EXERCISE INPUTS:
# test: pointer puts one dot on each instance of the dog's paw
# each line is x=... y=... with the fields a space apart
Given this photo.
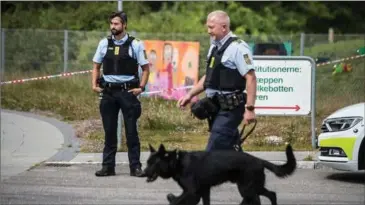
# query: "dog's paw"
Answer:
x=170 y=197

WRITTEN TASK: Reproduce the lines above verbatim, omitting the picture from your answer.

REPLY TO THE EXERCISE:
# test: pointer puts one dot on each instance of the dog's paw
# each line is x=... y=... with the fields a space apart
Given this photo.
# query: "dog's paw"
Answer:
x=170 y=197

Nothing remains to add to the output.